**Point-per-instance localization data**
★ ★ ★ ★ ★ ★ ★
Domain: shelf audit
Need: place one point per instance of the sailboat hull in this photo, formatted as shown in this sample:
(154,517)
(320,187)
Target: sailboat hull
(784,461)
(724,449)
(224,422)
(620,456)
★ ★ ★ ★ ★ ★ ★
Each entry must appear again in the answer exactly as written.

Domain: shelf audit
Need: place one point per instance of the sailboat hull in this photo, formatted as shown in this sample:
(154,517)
(320,187)
Target: sailboat hull
(784,461)
(724,449)
(224,422)
(620,456)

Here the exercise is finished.